| Passage to read |
List:Commits« Previous MessageNext Message »
From:Andrei Elkin Date:May 30 2008 4:07pm
Subject:Re: bk commit into 6.0 tree (aelkin:1.2634) BUG#25998
View as plain text  
Mats, hello.

> Andrei Elkin wrote:
>> Mats, hej.
>> 
>>> Hi Andrei!
>>>
>>> Comments inline below.
>>>
>> 
>> Thanks for comments! I tagged with (todo) some of points of discussion.
>> A newer patch will come later today.
>> 
>>> Just my few cents,
>>> Mats Kindahl
>>>
>>> Andrei Elkin wrote:
>>>> Below is the list of changes that have just been committed into a local
>>>> 6.0 repository of aelkin.  When aelkin does a push these changes
>>>> will be propagated to the main repository and, within 24 hours after the
>>>> push, to the public repository.
>>>> For information on how to access the public repository
>>>> see http://dev.mysql.com/doc/mysql/en/installing-source-tree.html
>>>>
>>>> ChangeSet@stripped, 2008-05-08 21:00:35+03:00, aelkin@stripped
> +13 -0
>>>>   Bug #25998 problems about circle replication
>>>>   Bug #27808 Infinite looping in circular replication
>>>>     In case of withdrawing one of the servers from the circular
>>>> multi-master replication group
>>>>   events generated by the removed server could become unstoppable
> (bug#25998).

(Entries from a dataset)
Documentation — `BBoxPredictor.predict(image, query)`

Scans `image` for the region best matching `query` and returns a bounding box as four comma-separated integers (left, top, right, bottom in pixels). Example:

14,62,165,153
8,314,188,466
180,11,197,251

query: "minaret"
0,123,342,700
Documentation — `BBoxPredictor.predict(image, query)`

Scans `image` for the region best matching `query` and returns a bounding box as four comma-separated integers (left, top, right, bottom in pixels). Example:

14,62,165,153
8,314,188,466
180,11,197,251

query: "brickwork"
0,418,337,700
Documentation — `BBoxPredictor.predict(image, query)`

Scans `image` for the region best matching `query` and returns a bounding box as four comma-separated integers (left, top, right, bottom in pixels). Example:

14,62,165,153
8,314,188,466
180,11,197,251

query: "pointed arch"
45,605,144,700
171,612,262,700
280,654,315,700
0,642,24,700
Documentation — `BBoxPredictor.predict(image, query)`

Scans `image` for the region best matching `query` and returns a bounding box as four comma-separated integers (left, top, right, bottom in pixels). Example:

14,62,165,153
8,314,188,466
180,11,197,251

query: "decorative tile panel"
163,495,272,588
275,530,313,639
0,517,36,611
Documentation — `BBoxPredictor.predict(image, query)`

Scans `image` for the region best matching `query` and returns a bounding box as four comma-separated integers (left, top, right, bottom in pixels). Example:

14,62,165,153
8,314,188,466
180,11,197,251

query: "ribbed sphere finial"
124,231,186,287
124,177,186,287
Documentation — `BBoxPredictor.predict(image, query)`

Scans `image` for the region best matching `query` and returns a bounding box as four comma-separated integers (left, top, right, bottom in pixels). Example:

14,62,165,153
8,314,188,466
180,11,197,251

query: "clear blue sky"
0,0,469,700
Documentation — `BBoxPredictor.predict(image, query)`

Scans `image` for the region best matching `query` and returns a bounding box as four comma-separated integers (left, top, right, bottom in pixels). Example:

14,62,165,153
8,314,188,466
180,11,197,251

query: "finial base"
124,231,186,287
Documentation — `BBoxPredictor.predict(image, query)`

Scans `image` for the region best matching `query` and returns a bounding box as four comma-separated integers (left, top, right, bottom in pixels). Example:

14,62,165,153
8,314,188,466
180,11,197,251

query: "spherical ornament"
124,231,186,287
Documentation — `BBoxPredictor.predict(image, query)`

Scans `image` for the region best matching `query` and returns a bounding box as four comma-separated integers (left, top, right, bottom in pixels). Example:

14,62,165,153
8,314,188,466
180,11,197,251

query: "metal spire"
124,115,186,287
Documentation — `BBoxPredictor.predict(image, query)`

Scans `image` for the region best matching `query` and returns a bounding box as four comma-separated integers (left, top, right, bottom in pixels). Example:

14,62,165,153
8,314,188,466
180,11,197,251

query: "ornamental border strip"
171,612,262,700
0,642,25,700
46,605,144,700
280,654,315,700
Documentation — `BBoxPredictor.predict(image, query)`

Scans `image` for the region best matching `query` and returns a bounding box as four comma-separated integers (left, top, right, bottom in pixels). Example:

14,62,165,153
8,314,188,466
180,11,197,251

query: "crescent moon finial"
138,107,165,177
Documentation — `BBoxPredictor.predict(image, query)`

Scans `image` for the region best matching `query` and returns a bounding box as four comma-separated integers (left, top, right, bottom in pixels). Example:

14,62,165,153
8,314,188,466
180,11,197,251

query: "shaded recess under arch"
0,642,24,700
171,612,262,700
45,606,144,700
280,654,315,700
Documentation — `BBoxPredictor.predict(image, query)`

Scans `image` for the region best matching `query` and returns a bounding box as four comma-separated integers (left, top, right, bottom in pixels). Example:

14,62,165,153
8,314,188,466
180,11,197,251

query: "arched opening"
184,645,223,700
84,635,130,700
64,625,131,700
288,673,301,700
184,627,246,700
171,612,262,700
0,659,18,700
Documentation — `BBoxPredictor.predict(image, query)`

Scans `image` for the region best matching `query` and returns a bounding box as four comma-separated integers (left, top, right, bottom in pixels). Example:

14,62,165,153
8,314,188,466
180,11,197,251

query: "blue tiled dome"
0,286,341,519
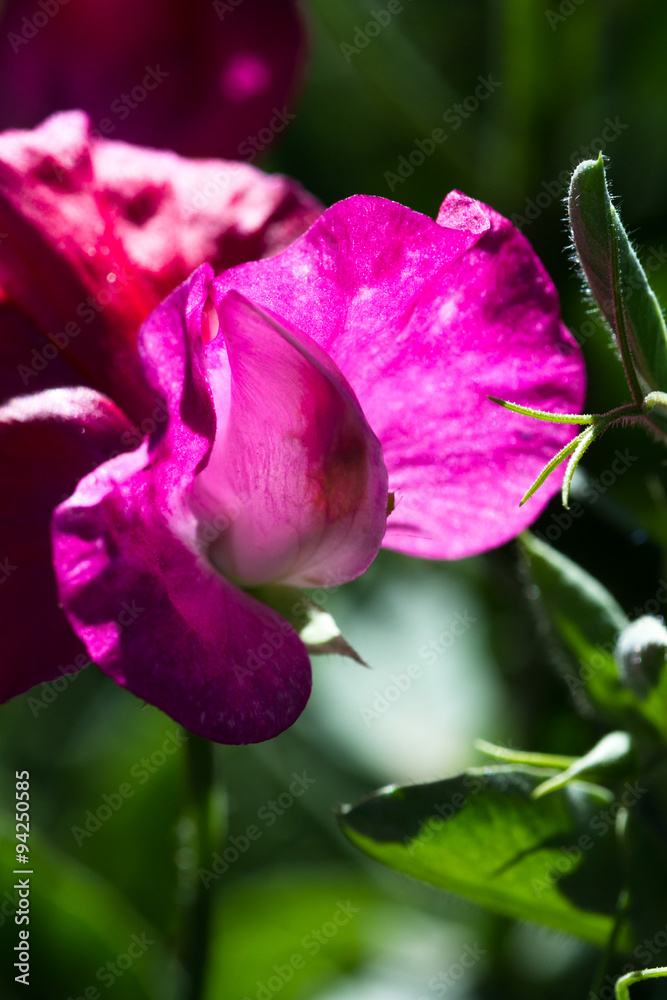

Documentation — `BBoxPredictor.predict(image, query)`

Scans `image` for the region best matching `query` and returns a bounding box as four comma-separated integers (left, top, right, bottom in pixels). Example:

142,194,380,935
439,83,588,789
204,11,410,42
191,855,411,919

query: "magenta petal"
211,193,584,558
198,293,387,587
0,389,130,701
54,449,311,743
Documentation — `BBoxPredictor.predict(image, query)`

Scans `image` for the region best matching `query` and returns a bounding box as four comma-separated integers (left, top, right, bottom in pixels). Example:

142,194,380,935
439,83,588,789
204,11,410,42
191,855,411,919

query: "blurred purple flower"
0,0,304,160
0,112,321,700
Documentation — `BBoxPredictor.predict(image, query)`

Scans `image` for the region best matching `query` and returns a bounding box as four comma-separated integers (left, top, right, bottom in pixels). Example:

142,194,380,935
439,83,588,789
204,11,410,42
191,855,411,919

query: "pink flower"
43,192,584,743
0,0,304,161
0,112,321,700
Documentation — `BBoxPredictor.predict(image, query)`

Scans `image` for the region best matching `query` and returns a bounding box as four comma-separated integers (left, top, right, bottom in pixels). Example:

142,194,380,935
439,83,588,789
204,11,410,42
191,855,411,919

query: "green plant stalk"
181,733,223,1000
615,966,667,1000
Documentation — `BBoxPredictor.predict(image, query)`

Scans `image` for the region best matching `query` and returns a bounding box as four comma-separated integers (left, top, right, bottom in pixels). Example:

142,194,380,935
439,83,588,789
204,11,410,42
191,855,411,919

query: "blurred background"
0,0,667,1000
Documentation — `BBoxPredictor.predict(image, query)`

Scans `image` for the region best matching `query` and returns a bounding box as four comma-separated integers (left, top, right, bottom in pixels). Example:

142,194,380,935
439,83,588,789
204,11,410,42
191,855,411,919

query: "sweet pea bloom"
24,192,583,743
0,112,321,700
0,119,584,743
0,0,304,162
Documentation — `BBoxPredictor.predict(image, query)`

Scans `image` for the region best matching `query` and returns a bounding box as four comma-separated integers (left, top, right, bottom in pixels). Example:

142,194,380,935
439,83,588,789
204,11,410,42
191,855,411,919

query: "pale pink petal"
198,293,387,587
0,112,319,421
216,193,584,558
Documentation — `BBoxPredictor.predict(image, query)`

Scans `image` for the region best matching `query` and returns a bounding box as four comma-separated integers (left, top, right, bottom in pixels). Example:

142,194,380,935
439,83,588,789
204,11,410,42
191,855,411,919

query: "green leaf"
340,766,627,945
569,155,667,394
519,532,667,741
205,865,386,1000
519,532,639,728
533,731,636,799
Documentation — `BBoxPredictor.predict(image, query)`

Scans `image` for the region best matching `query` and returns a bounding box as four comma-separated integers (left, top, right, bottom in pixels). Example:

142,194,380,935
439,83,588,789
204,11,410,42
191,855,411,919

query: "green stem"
589,889,629,996
611,206,644,406
616,966,667,1000
181,733,220,1000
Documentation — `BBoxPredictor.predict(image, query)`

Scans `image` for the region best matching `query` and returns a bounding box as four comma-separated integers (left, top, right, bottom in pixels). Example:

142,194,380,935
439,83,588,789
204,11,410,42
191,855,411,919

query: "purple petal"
53,267,311,743
198,293,387,587
0,112,319,421
215,193,584,558
0,0,304,159
0,389,130,701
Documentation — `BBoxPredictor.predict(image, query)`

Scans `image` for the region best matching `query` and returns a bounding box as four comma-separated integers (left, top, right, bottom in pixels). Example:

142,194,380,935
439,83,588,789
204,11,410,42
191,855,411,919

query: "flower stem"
616,967,667,1000
181,733,222,1000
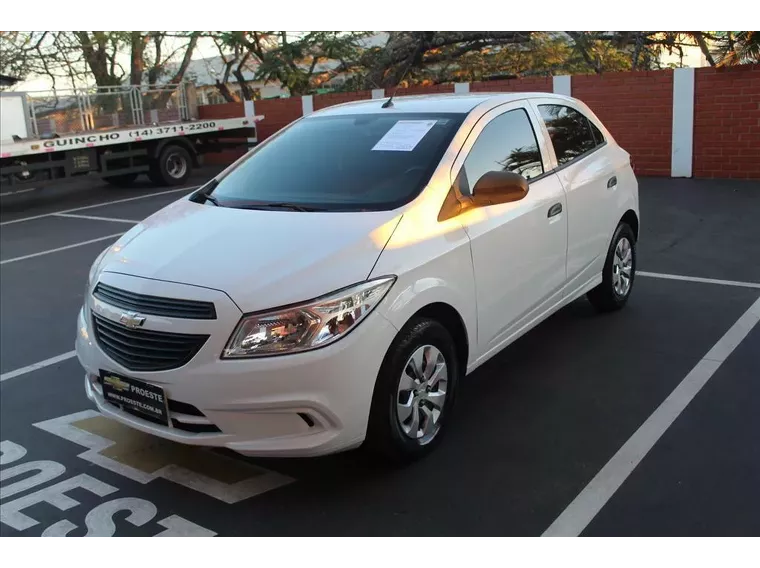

| Requests |
**a)** Which two bug numbers does the changeset in the mailing-list message address?
**b)** Pull out every line of the rows that contains the word "blue".

| Answers below |
**a)** Bug #25998 and Bug #27808.

**b)**
query: "clear blue sky"
query: "blue tiled dome"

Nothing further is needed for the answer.